→ **RECORDS SHOWN**:
============
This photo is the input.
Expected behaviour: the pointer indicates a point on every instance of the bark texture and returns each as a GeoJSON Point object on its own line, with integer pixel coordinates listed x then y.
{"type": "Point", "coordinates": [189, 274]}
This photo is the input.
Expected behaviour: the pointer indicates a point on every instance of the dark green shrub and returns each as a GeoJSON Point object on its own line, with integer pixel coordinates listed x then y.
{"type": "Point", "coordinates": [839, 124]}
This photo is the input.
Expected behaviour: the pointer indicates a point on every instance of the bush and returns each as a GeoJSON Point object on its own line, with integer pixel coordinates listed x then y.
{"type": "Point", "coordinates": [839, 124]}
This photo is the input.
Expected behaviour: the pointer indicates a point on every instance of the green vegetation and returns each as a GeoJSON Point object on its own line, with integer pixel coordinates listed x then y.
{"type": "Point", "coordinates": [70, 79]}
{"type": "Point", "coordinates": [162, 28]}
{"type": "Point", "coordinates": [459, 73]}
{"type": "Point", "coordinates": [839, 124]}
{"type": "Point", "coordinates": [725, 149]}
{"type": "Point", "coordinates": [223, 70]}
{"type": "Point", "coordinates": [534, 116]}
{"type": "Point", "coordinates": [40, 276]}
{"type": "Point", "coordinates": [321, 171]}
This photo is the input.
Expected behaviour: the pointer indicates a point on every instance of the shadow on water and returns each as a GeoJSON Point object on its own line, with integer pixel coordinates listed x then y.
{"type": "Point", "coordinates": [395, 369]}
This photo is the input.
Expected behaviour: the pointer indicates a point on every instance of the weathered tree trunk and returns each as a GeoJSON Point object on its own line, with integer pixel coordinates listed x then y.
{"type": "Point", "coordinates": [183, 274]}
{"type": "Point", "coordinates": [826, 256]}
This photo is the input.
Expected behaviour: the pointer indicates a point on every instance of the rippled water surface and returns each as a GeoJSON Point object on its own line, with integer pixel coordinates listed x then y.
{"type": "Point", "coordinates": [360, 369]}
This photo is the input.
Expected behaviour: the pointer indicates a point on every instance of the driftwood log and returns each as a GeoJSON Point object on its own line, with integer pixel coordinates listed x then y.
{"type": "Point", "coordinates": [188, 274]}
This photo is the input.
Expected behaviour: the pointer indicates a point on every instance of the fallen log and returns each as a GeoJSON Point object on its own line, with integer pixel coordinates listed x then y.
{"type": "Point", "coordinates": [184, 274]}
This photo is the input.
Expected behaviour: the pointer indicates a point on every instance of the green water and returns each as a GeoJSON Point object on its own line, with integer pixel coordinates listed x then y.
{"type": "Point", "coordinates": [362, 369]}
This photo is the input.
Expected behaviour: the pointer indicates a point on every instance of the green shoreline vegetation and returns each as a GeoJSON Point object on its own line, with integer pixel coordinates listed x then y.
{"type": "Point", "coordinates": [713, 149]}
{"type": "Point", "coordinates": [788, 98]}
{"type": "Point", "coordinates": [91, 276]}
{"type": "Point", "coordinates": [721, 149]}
============
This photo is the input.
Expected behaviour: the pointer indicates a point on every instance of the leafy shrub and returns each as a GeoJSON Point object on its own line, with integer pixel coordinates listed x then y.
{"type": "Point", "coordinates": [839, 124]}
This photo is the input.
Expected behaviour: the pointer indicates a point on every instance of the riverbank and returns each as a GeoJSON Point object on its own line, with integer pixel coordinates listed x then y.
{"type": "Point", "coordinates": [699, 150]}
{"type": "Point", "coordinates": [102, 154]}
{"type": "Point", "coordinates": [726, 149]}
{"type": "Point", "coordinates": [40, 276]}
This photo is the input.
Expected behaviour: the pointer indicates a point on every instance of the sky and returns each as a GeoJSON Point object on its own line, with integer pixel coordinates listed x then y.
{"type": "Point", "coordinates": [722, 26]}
============
Pick out every line of the records above that contains the word "bark" and copy each one. The match is case-sensitive.

→ **RESPONSE FOR THIS EXERCISE**:
Expected behaviour: the pointer indicates a point on every instance of the bark texture and returns each as a GeoJSON Point object on its own line, with integer pixel coordinates listed x then y.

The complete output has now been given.